● **Try it**
Copy out the entries that follow exactly, leaving out the pictures.

● **Supplied data**
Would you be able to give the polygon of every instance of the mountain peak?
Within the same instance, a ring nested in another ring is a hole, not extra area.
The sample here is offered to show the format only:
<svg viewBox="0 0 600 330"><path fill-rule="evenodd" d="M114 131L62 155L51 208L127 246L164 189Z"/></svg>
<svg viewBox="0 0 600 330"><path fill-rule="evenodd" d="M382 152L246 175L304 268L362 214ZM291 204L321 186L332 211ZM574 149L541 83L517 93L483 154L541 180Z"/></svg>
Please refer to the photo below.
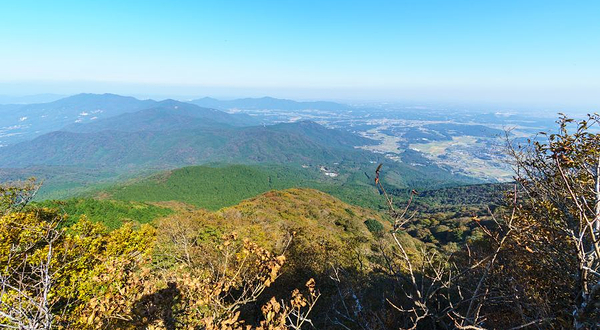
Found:
<svg viewBox="0 0 600 330"><path fill-rule="evenodd" d="M209 97L209 96L205 96L205 97L199 98L197 100L202 100L202 101L219 101L219 100L215 99L214 97Z"/></svg>
<svg viewBox="0 0 600 330"><path fill-rule="evenodd" d="M173 106L190 106L190 103L185 103L185 102L181 102L181 101L177 101L177 100L173 100L173 99L166 99L166 100L162 100L159 101L157 103L158 106L167 106L167 107L173 107Z"/></svg>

● **Expected answer**
Would you be able to give the polygon of every instance of the mountain peak?
Within the same instance, a ring nested in another ring is a hole, not extra area.
The sample here is offered to show the format only:
<svg viewBox="0 0 600 330"><path fill-rule="evenodd" d="M114 131L62 155L51 208L127 246L164 189Z"/></svg>
<svg viewBox="0 0 600 330"><path fill-rule="evenodd" d="M382 152L246 175L304 268L362 214ZM291 204L321 186L332 211ZM574 149L541 83L517 93L483 154L541 180Z"/></svg>
Please refer to the photo below.
Found:
<svg viewBox="0 0 600 330"><path fill-rule="evenodd" d="M209 97L209 96L205 96L205 97L199 98L197 100L202 100L202 101L219 101L219 100L215 99L214 97Z"/></svg>
<svg viewBox="0 0 600 330"><path fill-rule="evenodd" d="M173 106L190 106L190 103L185 103L185 102L181 102L181 101L177 101L177 100L173 100L173 99L166 99L166 100L162 100L159 101L157 103L158 106L167 106L167 107L173 107Z"/></svg>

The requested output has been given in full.